(Data in this exercise)

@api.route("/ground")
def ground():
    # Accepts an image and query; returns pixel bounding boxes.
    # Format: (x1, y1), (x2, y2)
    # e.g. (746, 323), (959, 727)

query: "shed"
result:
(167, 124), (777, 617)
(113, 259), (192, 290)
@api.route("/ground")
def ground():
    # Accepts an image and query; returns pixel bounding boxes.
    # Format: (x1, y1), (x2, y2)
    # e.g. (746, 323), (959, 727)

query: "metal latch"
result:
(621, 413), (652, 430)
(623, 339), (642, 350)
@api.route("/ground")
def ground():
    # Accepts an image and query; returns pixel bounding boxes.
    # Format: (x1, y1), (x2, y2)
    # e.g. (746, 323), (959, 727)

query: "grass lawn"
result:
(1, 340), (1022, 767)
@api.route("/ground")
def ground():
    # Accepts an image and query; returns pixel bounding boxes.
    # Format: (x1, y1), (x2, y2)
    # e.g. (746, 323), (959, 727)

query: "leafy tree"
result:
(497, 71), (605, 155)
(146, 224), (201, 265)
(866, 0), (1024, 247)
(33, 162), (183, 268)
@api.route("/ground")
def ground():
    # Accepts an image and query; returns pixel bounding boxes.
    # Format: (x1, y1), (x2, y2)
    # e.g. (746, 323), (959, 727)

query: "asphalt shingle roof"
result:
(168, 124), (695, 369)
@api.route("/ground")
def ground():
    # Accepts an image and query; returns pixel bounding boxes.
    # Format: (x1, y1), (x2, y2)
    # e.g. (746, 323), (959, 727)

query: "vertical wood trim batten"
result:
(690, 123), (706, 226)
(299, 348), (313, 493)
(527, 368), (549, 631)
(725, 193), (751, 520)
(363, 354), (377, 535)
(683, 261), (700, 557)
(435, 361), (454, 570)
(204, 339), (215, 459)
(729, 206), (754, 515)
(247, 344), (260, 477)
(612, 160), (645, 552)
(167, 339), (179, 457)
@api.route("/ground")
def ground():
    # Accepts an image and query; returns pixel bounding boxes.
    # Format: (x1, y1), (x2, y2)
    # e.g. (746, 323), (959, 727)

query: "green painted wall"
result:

(End Data in this exercise)

Directions for this task
Copy every line above without altering a word.

Your solution
@api.route("/ground")
def ground():
    # Accepts an image and query; returns pixel bounding boxes.
    # Format: (x1, y1), (x2, y2)
    # e.g. (746, 323), (959, 727)

query: "shed"
result:
(167, 124), (777, 617)
(113, 259), (192, 290)
@api.route("/ground")
def ground():
    # Accepts an image and query; returns pixel bounding boxes.
    # Format: (x1, y1), (x2, y2)
    # e.g. (746, 323), (959, 727)

query: "metal latch"
result:
(621, 413), (652, 430)
(623, 339), (642, 350)
@api.route("/ground")
def ground():
    # Accepts an image and query; returns pixel bounding boxes.
    # Format: (x1, y1), (x2, y2)
    # e.g. (746, 323), (959, 727)

query: "grass lawn"
result:
(1, 340), (1022, 767)
@api.route("/ground")
def ground():
    # Accepts an image and query; returns pixel bounding boxes.
    # Format: (x1, y1), (x2, y2)
    # e.g. (746, 323), (959, 727)

query: "leafy tree"
result:
(497, 71), (605, 155)
(146, 224), (201, 265)
(866, 0), (1024, 247)
(33, 162), (183, 268)
@api.route("/ground")
def ground():
    # Accepts an image and query; returns pixel bounding boxes.
    # Format: (x1, y1), (x2, y2)
    # e.g. (746, 323), (959, 727)

query: "asphalt shingle roof"
result:
(168, 124), (695, 369)
@api.route("/ground")
def ground():
    # Accepts an image and query; returns pixel bounding boxes.
    # Format: (x1, y1), (x2, y2)
    # e.g. (746, 323), (959, 727)

query: "vertical wood trim batten"
result:
(690, 123), (706, 226)
(299, 348), (313, 493)
(527, 368), (549, 631)
(725, 193), (751, 520)
(363, 354), (377, 535)
(683, 261), (700, 557)
(435, 361), (454, 570)
(204, 339), (215, 459)
(729, 206), (754, 515)
(247, 344), (260, 477)
(612, 160), (645, 552)
(167, 339), (179, 457)
@api.route("/ground")
def ground():
    # Accepts an image and query; returns pixel bounding boxes.
    # Format: (x1, y1), (x2, y2)
    # e.g. (746, 323), (959, 727)

query: "green painted wall"
result:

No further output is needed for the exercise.